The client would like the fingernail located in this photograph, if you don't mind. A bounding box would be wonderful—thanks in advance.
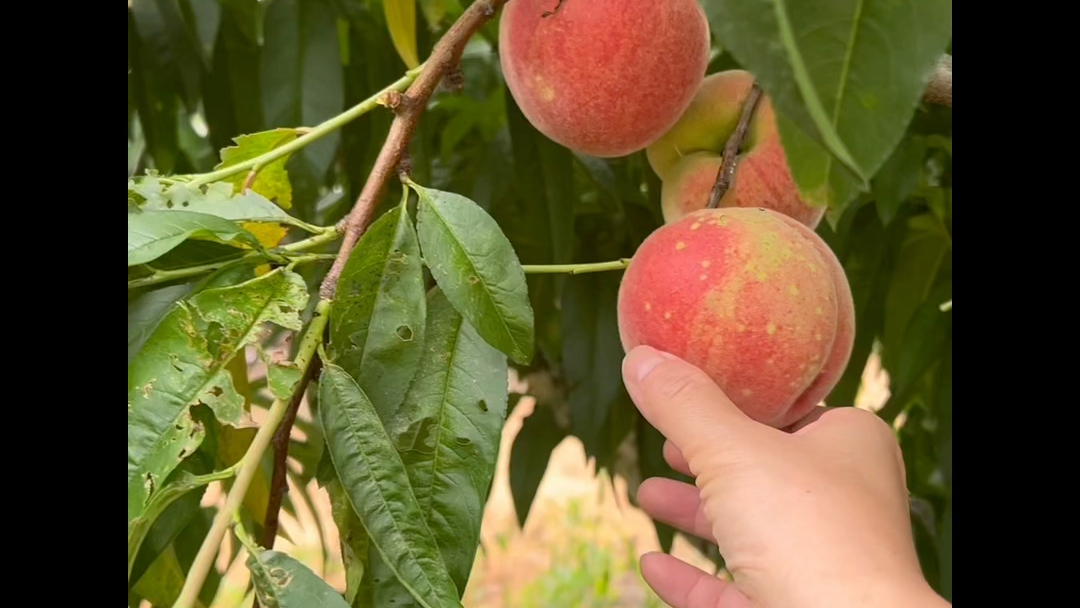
[626,347,671,382]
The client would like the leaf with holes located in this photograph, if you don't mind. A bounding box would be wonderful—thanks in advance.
[127,211,261,267]
[373,287,508,606]
[704,0,953,213]
[127,269,308,522]
[409,184,534,364]
[319,363,461,608]
[214,129,300,210]
[247,550,349,608]
[330,205,428,415]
::::::
_TO BE DONE_
Rewrite the lines above with every "bounding box" changed to "rectangle" and everything else kept the same. Leave out the pictures.

_THE COMPLETED TASK_
The client would like the fingernail located in this photograph, if you don't mind. A rectangle would be wonderful—thanks in advance.
[626,347,671,382]
The client would like the leaf with holes located in this photograph, if you don't mind. A rectangle would be wonderful—thanks in advance.
[127,211,261,267]
[373,287,508,606]
[704,0,953,213]
[127,269,308,522]
[409,184,534,364]
[319,363,461,608]
[214,129,300,210]
[247,550,349,608]
[330,205,428,415]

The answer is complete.